--- start ---

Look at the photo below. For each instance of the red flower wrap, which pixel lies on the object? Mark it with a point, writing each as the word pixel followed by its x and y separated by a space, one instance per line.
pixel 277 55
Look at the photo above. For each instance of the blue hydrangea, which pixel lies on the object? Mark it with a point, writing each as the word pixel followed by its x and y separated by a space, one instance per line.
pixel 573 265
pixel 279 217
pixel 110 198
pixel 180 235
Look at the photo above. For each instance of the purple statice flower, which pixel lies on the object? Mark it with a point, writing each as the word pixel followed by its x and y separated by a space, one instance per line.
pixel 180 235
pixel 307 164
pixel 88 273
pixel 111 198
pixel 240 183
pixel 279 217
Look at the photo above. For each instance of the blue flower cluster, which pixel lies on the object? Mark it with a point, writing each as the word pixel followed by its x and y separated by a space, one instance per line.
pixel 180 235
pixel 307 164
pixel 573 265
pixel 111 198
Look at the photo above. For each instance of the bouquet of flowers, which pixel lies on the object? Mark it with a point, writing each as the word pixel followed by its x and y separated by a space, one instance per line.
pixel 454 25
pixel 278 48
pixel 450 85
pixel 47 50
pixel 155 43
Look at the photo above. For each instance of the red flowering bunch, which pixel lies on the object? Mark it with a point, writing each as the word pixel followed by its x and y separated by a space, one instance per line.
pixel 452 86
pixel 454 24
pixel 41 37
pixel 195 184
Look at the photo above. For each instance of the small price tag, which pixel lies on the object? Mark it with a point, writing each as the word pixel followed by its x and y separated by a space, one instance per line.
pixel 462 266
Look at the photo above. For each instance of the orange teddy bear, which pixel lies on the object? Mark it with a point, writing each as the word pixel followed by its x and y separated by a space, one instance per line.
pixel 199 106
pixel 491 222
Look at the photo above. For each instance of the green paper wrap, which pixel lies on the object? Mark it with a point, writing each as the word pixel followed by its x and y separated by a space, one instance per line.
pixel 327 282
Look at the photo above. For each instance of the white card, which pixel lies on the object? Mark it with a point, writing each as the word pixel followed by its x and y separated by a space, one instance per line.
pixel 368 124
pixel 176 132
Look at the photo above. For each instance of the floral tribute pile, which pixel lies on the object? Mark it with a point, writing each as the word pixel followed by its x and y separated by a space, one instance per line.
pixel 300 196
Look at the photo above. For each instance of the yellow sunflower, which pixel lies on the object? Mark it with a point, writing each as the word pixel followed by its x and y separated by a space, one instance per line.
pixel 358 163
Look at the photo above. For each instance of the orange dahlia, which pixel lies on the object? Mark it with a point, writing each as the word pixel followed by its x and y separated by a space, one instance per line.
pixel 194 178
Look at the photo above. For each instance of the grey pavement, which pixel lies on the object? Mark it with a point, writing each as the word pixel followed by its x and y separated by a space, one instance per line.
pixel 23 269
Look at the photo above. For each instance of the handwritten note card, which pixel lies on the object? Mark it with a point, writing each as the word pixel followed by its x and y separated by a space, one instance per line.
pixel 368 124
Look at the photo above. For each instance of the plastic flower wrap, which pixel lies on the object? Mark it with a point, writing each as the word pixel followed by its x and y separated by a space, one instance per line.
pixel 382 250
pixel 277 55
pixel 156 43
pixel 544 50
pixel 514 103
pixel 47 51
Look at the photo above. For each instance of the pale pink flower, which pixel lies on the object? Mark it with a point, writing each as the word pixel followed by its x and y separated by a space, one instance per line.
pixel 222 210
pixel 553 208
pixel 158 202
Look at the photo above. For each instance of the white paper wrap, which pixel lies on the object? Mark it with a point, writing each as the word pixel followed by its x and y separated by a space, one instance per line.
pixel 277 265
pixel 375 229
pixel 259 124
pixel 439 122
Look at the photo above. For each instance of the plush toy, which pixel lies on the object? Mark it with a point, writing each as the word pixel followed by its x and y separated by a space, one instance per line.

--- end ---

Please rewrite all of the items above, replacing every "instance" with "occurrence" and leaving everything else unchanged.

Solution:
Look at the photo below. For each occurrence of the red flower wrap, which pixel lies on the object? Mark it with a point, writing each as the word pixel followed by its x and y separated by a space, one occurrence per line.
pixel 277 55
Look at the photo above. For each occurrence of the blue hydrangea, which pixel lies on the object? Mark it with a point, writing each as the word pixel followed by its x and y separated by a space, one occurrence per line.
pixel 573 265
pixel 279 217
pixel 110 198
pixel 180 235
Look at the photo above. For each occurrence of the purple statice flower, which pixel lies on the object? Mark it with a point, writing each as the word pixel followed by its x and y separated by a space, one occurrence per line.
pixel 180 235
pixel 307 164
pixel 88 273
pixel 111 198
pixel 240 183
pixel 279 217
Look at the photo above. For each occurrence of the blue flower cluster, which pixel lies on the object? Mark it with a point, writing each as the word pixel followed by its x and y separated by a space, one occurrence per line.
pixel 180 235
pixel 307 164
pixel 573 265
pixel 111 198
Look at the photo above. For each occurrence of the bouquet of flowers, which pixel lies on the object? Mark it with a point, writing each as the word pixel followed by its x and y separated by a space, one occurrence per line.
pixel 454 25
pixel 278 48
pixel 450 85
pixel 47 50
pixel 155 43
Look at the photo above. For each occurrence of the red flowering bunch, which pixel lies on the object? Mark it with a point, writing each as the word pixel followed by its x and y separated by a space, one occurrence per line.
pixel 452 86
pixel 454 24
pixel 41 37
pixel 195 184
Look at the photo above. For each occurrence of the small price tag, which pixel lies on the object? Mark it with a point, writing each as the word pixel followed by its x and y separated by a space, one occurrence per line.
pixel 462 266
Look at the photo above. For each occurrence of the orange teddy bear, which pixel lies on the object? Mark it with a point, writing each as the word pixel followed by its x and y separated by a space, one occurrence per line.
pixel 199 106
pixel 491 222
Look at the photo above. For each occurrence of the green paper wrap, which pixel lies on the object? Mark it with a point, writing each as the word pixel followed by its x and y separated by a space, one occurrence per line.
pixel 327 282
Look at the photo above. For each occurrence of the white card, which pixel lies on the object? Mark it with a point, writing each as the word pixel followed by its x and y separated by a space, one occurrence per line.
pixel 368 124
pixel 176 132
Look at the photo above. For each occurrence of the floral tribute pile, which pixel lies on the object? Mark it with a point, writing each as the word pixel followed by its x and y separated by a space, one occurrence per line.
pixel 300 196
Look at the photo above. For each occurrence of the yellow sunflower, which pixel lies on the object? Mark it with a point, writing each as the word pixel followed by its x and y separated by a space, one occurrence per line.
pixel 358 163
Look at the photo above. For each occurrence of the orange dahlia, which pixel lies on the object? Mark it with a point, writing each as the word pixel followed by its x and y separated by a space, one occurrence per line.
pixel 194 178
Look at the photo above. For each occurrence of the grey pavement, which pixel lies on the object? Mark it with a point, writing each as the word pixel followed by its x and y separated by a space, one occurrence per line.
pixel 23 269
Look at the photo above. For each occurrence of the handwritten note card, which pixel lies on the object? Mark it with a point, writing each as the word pixel followed by its x and y separated by a space, one occurrence per line.
pixel 368 124
Look at the photo above. For each occurrence of the plastic flower wrap, which pixel lies on the object? Mark it with a point, writing each as the word pixel followed by its x and y separated by a space, one occurrence per line.
pixel 382 250
pixel 277 55
pixel 156 43
pixel 544 50
pixel 514 103
pixel 47 51
Look at the photo above. For each occurrence of the pale pink flower, which pixel lies on the object? Mark it with a point, writing each as the word pixel followed by its x and y separated by a space, one occurrence per line.
pixel 222 210
pixel 553 208
pixel 158 202
Look at the photo above. For each occurrence of the white paper wrap, which pixel lies on the object? Mark it with a point, writing each as the word pixel followed by its x and y separated by a space, one occurrence per line.
pixel 277 265
pixel 375 229
pixel 259 124
pixel 439 122
Look at the photo above. For each occurrence of the plush toy, which pixel lies on the object? Mark it with a point, writing each as the word pixel followed by its x and y separated by a space, one occurrence per line.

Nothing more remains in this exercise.